'''

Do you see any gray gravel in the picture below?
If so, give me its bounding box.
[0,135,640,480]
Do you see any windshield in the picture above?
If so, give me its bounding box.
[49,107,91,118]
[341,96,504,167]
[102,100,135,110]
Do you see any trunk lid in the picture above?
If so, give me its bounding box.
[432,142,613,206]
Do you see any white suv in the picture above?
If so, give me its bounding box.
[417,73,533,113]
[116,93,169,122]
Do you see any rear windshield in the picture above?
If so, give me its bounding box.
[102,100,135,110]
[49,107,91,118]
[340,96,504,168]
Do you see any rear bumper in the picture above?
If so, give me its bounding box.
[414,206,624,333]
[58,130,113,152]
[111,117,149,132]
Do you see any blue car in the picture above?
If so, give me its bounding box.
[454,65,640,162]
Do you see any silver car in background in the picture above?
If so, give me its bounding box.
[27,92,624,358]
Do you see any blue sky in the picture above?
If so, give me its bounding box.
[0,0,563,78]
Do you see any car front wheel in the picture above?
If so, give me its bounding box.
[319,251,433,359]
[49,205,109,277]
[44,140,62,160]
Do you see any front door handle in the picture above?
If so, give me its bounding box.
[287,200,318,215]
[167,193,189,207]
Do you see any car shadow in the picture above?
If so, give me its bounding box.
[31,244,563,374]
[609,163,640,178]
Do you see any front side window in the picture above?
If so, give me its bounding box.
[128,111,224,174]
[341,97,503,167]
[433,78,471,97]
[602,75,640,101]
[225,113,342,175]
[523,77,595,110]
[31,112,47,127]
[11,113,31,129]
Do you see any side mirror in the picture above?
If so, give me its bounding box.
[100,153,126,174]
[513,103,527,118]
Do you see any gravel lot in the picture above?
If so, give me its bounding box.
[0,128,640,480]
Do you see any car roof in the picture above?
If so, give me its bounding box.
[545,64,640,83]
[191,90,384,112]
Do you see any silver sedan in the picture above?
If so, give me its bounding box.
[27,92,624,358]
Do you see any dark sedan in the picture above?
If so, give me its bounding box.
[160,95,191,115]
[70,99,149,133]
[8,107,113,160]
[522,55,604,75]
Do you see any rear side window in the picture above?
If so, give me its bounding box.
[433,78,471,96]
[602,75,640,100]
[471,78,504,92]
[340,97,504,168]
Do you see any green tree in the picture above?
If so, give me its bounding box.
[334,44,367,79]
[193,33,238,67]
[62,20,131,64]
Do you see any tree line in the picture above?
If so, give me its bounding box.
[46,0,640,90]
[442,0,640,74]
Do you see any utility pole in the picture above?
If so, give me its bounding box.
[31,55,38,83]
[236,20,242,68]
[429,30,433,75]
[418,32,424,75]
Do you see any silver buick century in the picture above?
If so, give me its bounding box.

'''

Rewrite every line above as a Markdown table with two columns, "Row" for the row number and "Line" for the line itself, and omit any blank lines.

**Completed task:**
| Row | Line |
|---|---|
| 1 | Do you see any gray gravel in the picture below? |
| 2 | If so, give me its bounding box. |
| 3 | [0,135,640,480] |
| 4 | Do you see any windshield in the picture above? |
| 5 | If so, give me its bounding box. |
| 6 | [49,107,91,118] |
| 7 | [341,96,504,167] |
| 8 | [102,100,135,110] |
| 9 | Do you see any trunk lid in the picture above? |
| 10 | If so, give me its bounding box. |
| 11 | [432,142,613,206] |
| 12 | Do you see any white suv in the picture above? |
| 13 | If so, give me its bounding box. |
| 14 | [417,73,533,113] |
| 15 | [116,93,169,122] |
| 16 | Do you see any rear windshield in the picture above? |
| 17 | If so, give me its bounding box. |
| 18 | [102,100,135,110] |
| 19 | [49,107,91,118] |
| 20 | [340,96,504,168] |
| 21 | Do you see any rear bumper in the picture above? |
| 22 | If so, give me its bounding box. |
| 23 | [414,206,624,333] |
| 24 | [58,130,113,152] |
| 25 | [111,117,149,132] |
| 26 | Do you see any blue car in the picture above? |
| 27 | If so, give me its bounding box. |
| 28 | [454,65,640,162] |
| 29 | Do you see any silver car in background in the picture above? |
| 30 | If so, give me its bounding box. |
| 31 | [27,92,624,358] |
| 32 | Do you see any blue sky in the picture above? |
| 33 | If so, give me its bounding box. |
| 34 | [0,0,563,78] |
| 35 | Do you see any car front wheel in the picture above? |
| 36 | If so, give me its bounding box. |
| 37 | [319,251,433,359] |
| 38 | [49,205,109,277] |
| 39 | [44,140,62,160] |
| 40 | Do you see any front door handle in the picture above? |
| 41 | If so, give me its bounding box. |
| 42 | [287,200,318,215] |
| 43 | [167,193,189,207] |
| 44 | Do you see any car shadow in the picture above? |
| 45 | If so, give me its bounding box. |
| 46 | [31,244,563,374] |
| 47 | [609,163,640,178] |
| 48 | Do you see any front side window in the picture above? |
| 49 | If so, give me its bounding box. |
| 50 | [128,111,224,174] |
| 51 | [341,97,503,167] |
| 52 | [433,78,471,97] |
| 53 | [602,75,640,101] |
| 54 | [225,113,342,175] |
| 55 | [523,77,595,110] |
| 56 | [31,112,47,127] |
| 57 | [11,113,31,129] |
| 58 | Do you see any side mirror in the picture above? |
| 59 | If so, give me its bounding box. |
| 60 | [100,153,126,174] |
| 61 | [513,103,527,118] |
| 62 | Do you see any gravel lot in the picture above? |
| 63 | If so, give me its bounding box. |
| 64 | [0,128,640,480] |
| 65 | Do you see any car roof in the picture above? |
| 66 | If so, give me its bounding box. |
| 67 | [545,64,640,83] |
| 68 | [191,90,384,112] |
| 69 | Do you see any silver sedan in the picture above? |
| 70 | If so, give me its bounding box. |
| 71 | [27,92,624,358] |
| 72 | Do you see any dark sedan in the picture above? |
| 73 | If so, give me its bounding box. |
| 74 | [160,95,191,115] |
| 75 | [70,99,149,133] |
| 76 | [8,107,113,160] |
| 77 | [522,55,604,75] |
| 78 | Do you see any rear side window in the picture above? |
| 79 | If so, give me its bounding box. |
| 80 | [433,78,471,96] |
| 81 | [602,75,640,100] |
| 82 | [471,78,504,92] |
| 83 | [340,97,504,168] |
| 84 | Do you see any green tree in the picture above? |
| 85 | If so, give me its bounding box. |
| 86 | [334,44,367,79] |
| 87 | [193,33,238,67] |
| 88 | [62,20,131,64] |
| 89 | Do you see any tree line in the picture above? |
| 90 | If so, give me its bounding box. |
| 91 | [46,0,640,90] |
| 92 | [442,0,640,74] |
| 93 | Do you see any utility pole in the picture above? |
| 94 | If so, give me its bounding box. |
| 95 | [31,55,38,83] |
| 96 | [236,20,242,68] |
| 97 | [429,30,433,75] |
| 98 | [418,32,424,75] |
| 99 | Do you see any silver buick century in the picture above? |
| 100 | If so, give me its bounding box. |